→ Exercise set
**1.** Please write out the stretch of the article on Nigeria's agriculture budget from "Experts believe that" through "the country’s food.".
**2.** Write what comes next in the article on Nigeria's agriculture budget, picking up after its last sentence.

→ Passage
The budgetary allocation to Nigeria’s agriculture sector, if passed into law, as proposed in the 2021 budget, will again fail the Maputo Declaration of 2003, which among other things, stipulates the allocation of 10 per cent of the federal budgets to development of agriculture.
The budget is, arguably, the second most important legal document of the nation after the constitution, and a tool for allocating scarce resources of the country to sectors of the economy on an annual basis.
The 2021 Appropriation Bill was sent to the National Assembly on October 8 by President Muhammadu Buhari, and has passed the second reading at the Senate.
Experts believe that the Nigerian government will once again offer lip service to the plight of smallholder farmers who are the major producers of the country’s food.
In July 2003, African Heads of State and Governments assembled in Maputo, capital of Mozambique, at the second ordinary session of the African Union assembly, during which a commitment tagged Maputo Declaration was made.
The Maputo commitment entered into is to increase annual national budgetary allocations for agriculture to at least 10 per cent and to ensure a growth of the agricultural output of at least 6 per cent annually as foreseen in the Comprehensive Africa Agriculture Development Programme (CAADP).
Seventeen years down the line, Nigeria is yet to implement the agreement despite being a signatory to the treaty in 2003, after which the National Assembly ratified it on December 16, 2004.
Meanwhile, PREMIUM TIMES had reported how Nigerian leaders, past and present, continuously failed to meet the target.
Personal checks by this newspaper show that all but three member-countries of the AU (Botswana, Egypt and Morocco) endorsed the “Maputo Declaration on Agriculture and Food Security in Africa.”
An AU report titled “High-Level Consultation on the Ratification of the Maputo Protocol” said the protocol entered into force in 2005 with member nations expected to reach ratification, full domestication and implementation by 2020.

→ Material supplied
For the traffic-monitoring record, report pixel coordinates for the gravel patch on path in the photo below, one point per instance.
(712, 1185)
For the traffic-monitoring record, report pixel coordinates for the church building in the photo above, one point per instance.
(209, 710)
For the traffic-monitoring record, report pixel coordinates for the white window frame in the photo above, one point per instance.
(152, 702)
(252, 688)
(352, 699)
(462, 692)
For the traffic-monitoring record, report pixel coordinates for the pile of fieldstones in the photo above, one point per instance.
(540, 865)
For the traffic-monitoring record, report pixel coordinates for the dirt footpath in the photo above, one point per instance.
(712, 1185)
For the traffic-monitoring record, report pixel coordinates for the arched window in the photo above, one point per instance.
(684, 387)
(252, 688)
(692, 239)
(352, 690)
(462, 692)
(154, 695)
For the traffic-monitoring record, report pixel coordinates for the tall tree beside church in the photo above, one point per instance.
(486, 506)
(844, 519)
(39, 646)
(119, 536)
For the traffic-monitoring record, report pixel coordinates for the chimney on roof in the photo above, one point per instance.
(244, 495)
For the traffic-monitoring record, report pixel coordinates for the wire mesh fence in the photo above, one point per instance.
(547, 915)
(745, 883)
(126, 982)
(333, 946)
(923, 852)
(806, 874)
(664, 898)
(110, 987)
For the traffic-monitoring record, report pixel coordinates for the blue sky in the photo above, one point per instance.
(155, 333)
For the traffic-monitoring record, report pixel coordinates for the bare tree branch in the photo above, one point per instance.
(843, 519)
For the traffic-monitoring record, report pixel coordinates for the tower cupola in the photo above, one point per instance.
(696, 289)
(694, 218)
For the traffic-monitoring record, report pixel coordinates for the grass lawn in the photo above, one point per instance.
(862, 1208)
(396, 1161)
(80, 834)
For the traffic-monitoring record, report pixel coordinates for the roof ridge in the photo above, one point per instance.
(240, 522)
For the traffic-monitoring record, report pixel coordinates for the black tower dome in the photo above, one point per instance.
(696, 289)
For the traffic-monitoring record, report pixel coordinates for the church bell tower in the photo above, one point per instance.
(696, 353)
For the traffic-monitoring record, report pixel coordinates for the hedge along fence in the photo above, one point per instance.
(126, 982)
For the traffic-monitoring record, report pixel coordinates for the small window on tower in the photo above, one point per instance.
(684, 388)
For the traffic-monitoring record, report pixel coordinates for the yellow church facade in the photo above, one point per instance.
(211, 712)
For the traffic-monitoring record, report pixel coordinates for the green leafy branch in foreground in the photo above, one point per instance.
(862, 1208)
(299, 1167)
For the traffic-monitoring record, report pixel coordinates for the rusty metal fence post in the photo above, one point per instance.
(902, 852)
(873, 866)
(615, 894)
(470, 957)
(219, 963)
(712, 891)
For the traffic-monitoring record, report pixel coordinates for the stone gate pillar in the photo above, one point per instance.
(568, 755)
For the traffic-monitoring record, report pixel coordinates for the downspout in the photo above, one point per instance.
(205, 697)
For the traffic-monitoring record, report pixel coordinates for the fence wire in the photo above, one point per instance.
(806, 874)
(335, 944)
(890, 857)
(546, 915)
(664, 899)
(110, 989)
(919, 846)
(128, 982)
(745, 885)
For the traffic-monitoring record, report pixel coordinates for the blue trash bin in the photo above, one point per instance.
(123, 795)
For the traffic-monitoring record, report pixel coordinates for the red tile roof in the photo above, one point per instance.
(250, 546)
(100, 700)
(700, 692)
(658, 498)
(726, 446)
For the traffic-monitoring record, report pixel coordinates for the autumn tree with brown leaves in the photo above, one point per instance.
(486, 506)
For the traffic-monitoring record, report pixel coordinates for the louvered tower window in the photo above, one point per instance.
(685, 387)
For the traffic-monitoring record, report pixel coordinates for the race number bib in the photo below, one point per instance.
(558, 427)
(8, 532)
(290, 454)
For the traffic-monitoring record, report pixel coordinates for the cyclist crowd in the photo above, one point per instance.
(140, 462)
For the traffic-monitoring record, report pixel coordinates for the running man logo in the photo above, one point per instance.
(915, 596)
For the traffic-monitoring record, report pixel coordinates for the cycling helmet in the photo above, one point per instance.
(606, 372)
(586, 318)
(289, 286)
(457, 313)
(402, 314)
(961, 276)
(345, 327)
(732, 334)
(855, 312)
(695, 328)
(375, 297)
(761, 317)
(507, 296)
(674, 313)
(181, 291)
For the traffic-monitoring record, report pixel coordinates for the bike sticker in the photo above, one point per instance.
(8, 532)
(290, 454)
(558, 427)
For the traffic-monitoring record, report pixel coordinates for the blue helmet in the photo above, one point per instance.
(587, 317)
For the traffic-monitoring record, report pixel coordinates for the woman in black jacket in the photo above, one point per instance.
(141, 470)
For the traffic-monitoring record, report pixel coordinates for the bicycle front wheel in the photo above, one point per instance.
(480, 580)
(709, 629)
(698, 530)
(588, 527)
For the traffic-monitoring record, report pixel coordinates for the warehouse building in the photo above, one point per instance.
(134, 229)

→ Results for each task
**1.**
Experts believe that the Nigerian government will once again offer lip service to the plight of smallholder farmers who are the major producers of the country’s food.

**2.**
Currently, out of the 55 AU member states, 40 have ratified the Maputo protocol, with South Sudan the latest to do so.
Highlights of the proposed 2021 Budget
In the proposed budget, the total planned expenditure by the federal government for the 2021 fiscal year is N13.08 trillion.
Out of the figure, approximately N179.5 billion (1.37 per cent) is penned for expenditure in the agriculture sector.
Of this, 61 per cent ( N110.24 billion) is allocated to capital expenditure, which constitutes 3.06 per cent of the total capital expenditures captured in the nation’s budget proposed for next year.
Actionaid, in a report, noted that the budgetary allocation for agriculture increased from 1.70 per cent in 2017 to 2.00 per cent in 2018, while this fell to 1.56 per cent in 2019, and 1.34 per cent in 2020, with a slight increase (1.37 per cent) in the current 2021 proposal.
“The trend shows a rather precarious allocation pattern with no commitment to food security for the teeming and fast-growing population of the country,” the report stated.
According to the report, with the commitment of the government expressed in the president’s budget speech, a potential opportunity to increase agricultural productivity through increased budgeting can still be realised when the National Assembly reviews the proposals.
“In paragraph 35 of the President’s speech, he alluded to this and stated that the Anchor Borrowers Programme and the Presidential Fertilizer Initiative have reduced the adverse impact of Coronavirus on our food availability, prices and security.
“For the achievements to be sustained, the 2021 budget should prioritize investment in food production and the best approach is to increase the agriculture budget and efficiently apply the resources,” the report reads.